■ **WORK REQUIRED**
Reproduce every one of the entries below word for word, leaving out the pictures.

■ **THE INPUT**
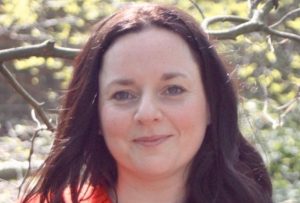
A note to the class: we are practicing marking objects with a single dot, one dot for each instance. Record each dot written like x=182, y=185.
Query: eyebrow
x=169, y=76
x=128, y=82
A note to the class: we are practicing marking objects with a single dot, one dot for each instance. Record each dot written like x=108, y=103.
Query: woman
x=150, y=116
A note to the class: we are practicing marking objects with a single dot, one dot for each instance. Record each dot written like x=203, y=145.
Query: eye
x=123, y=96
x=174, y=90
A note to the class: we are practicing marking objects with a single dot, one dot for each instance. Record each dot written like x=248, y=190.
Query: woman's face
x=152, y=104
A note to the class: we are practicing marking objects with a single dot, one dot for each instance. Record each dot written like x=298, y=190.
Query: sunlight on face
x=152, y=105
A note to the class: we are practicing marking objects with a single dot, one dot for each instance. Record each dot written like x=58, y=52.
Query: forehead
x=150, y=46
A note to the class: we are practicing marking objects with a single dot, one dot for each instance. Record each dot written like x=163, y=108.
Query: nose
x=148, y=110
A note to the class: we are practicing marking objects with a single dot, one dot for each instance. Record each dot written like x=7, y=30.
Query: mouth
x=151, y=141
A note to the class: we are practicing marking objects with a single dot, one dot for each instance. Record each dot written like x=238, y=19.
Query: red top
x=85, y=196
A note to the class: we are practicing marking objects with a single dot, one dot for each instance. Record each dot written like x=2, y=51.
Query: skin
x=153, y=113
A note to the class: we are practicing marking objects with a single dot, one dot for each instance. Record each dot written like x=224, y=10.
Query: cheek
x=113, y=121
x=191, y=117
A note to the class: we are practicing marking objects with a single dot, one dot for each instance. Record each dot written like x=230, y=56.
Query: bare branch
x=282, y=34
x=37, y=106
x=292, y=14
x=255, y=24
x=45, y=49
x=29, y=159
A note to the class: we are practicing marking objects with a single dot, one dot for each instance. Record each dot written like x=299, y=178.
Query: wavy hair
x=226, y=168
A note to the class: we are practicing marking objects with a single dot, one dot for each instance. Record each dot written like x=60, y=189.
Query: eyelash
x=125, y=95
x=178, y=90
x=119, y=95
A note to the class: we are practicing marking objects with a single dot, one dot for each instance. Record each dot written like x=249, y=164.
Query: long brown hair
x=226, y=168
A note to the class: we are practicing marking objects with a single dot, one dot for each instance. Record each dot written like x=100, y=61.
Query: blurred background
x=266, y=68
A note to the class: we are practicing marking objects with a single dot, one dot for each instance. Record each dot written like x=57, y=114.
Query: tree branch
x=45, y=49
x=292, y=14
x=37, y=106
x=255, y=24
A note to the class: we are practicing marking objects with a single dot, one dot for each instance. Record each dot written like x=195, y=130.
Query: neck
x=135, y=189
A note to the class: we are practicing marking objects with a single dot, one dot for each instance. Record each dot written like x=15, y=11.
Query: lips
x=151, y=141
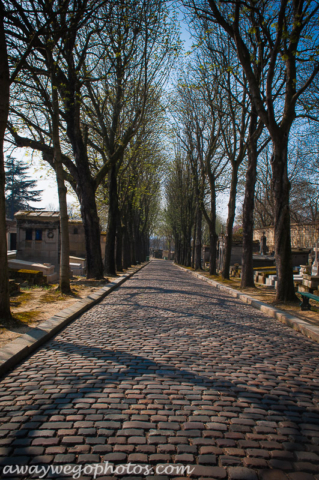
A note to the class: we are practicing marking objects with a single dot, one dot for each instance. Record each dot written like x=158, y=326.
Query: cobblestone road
x=167, y=370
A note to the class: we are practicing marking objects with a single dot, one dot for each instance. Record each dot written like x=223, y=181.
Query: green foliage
x=19, y=189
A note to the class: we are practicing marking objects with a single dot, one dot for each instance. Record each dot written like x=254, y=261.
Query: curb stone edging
x=296, y=323
x=17, y=350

■ **OUTPUT FOR THIS TASK**
A note to the class: we are practicing marking objects with a single dot, one dot for each instance. Record each dot written like x=182, y=185.
Query: eyebrow
x=169, y=76
x=128, y=82
A note to the class: we are practicing marking objects with a single dot, one dot for each instance. Record each dot written like x=108, y=103.
Query: woman
x=150, y=116
A note to the class: we are practicing marking objects with a single dot, one dot for each instance. Record each dot written like x=203, y=145.
Query: eye
x=123, y=96
x=174, y=90
A note to the class: we are practicing marking objects with a single dot, one dot for each instance. Record each dot written like x=248, y=190.
Query: woman's face
x=152, y=104
A note to the class: we are practicing marking objects with a single dot, one dot for each instance. Record each dot written like x=298, y=190.
Query: sunlight on face
x=152, y=105
A note to the class: we are practicing marking objects with a single dot, one dot for each instance. Record each dot written like x=58, y=52.
Query: forehead
x=150, y=46
A note to the class: we are practicing marking objects with a single dot, one dot for each instance. Record each dot written like x=163, y=108.
Query: nose
x=148, y=110
A note to the class: we are practicing marking objects with a single dot, one dot for each instance. Record each dot written like x=7, y=30.
Query: mouth
x=151, y=141
A note to the class: we are practicing marking objects with a single dot, one dot for each instance. Record each dot written like x=238, y=19.
Query: red top
x=85, y=196
A note to the class: we are practicing marking objects with a single dot, one dot for each instance. Record each dot written like x=2, y=51.
Query: skin
x=153, y=113
A note to the class: we are practicing marking objects with a single dot, one dot for each instance. Record each dot written like x=224, y=10.
Query: cheek
x=113, y=121
x=191, y=117
A note to the class: we are practicing marking objects with a single dot, one dot for each instance. Record each dot written like x=230, y=56.
Query: bare branch
x=282, y=34
x=37, y=106
x=292, y=14
x=255, y=24
x=45, y=49
x=29, y=159
A note to the class: we are practicing marking objects with a single dot, one dot for each instance. Record each dot written like x=299, y=178.
Query: wavy hair
x=226, y=168
A note to the class: we are practicing marking objects with a single dot, one dot for each instance. Record each dot written like x=60, y=189.
Query: eyelash
x=125, y=95
x=178, y=90
x=119, y=95
A note to the class: we are practicing marking objects with a single dot, one dot for each instance. Record each dot written like x=249, y=164.
Query: long brown hair
x=226, y=168
A note to the class: we are practicing marking objects with a single dot, one dot for each instance. Record each dot written like x=100, y=61.
Query: blurred background
x=266, y=68
A note to the class: we are practicing marking objects with a single dot, one dot for each instance. Record each dot written like x=57, y=114.
Query: tree branch
x=45, y=49
x=292, y=14
x=37, y=106
x=255, y=24
A note to the class: we are practicing marking objects with a single dot, one dot for each instance. Record each dot written like x=195, y=130.
Query: neck
x=135, y=189
A note to the class: we are practicing marking objects with a single dot, one dot for each instance. Record each dot written like x=15, y=11.
Query: lips
x=151, y=141
A note to the class: we are practicing marking objects with a single dot, one dot for each instance. Record each dot written like x=158, y=326.
Query: cobblestone road
x=167, y=370
A note to the class: we are practicing marking objects with a single dot, one dot for each instance. Record each dot written like x=223, y=181.
Query: green foliage
x=19, y=189
A note to the class: we are practicing marking objects with a single dot, one dot for each instance. Record each dot written like x=254, y=261.
Query: curb stone edging
x=296, y=323
x=17, y=350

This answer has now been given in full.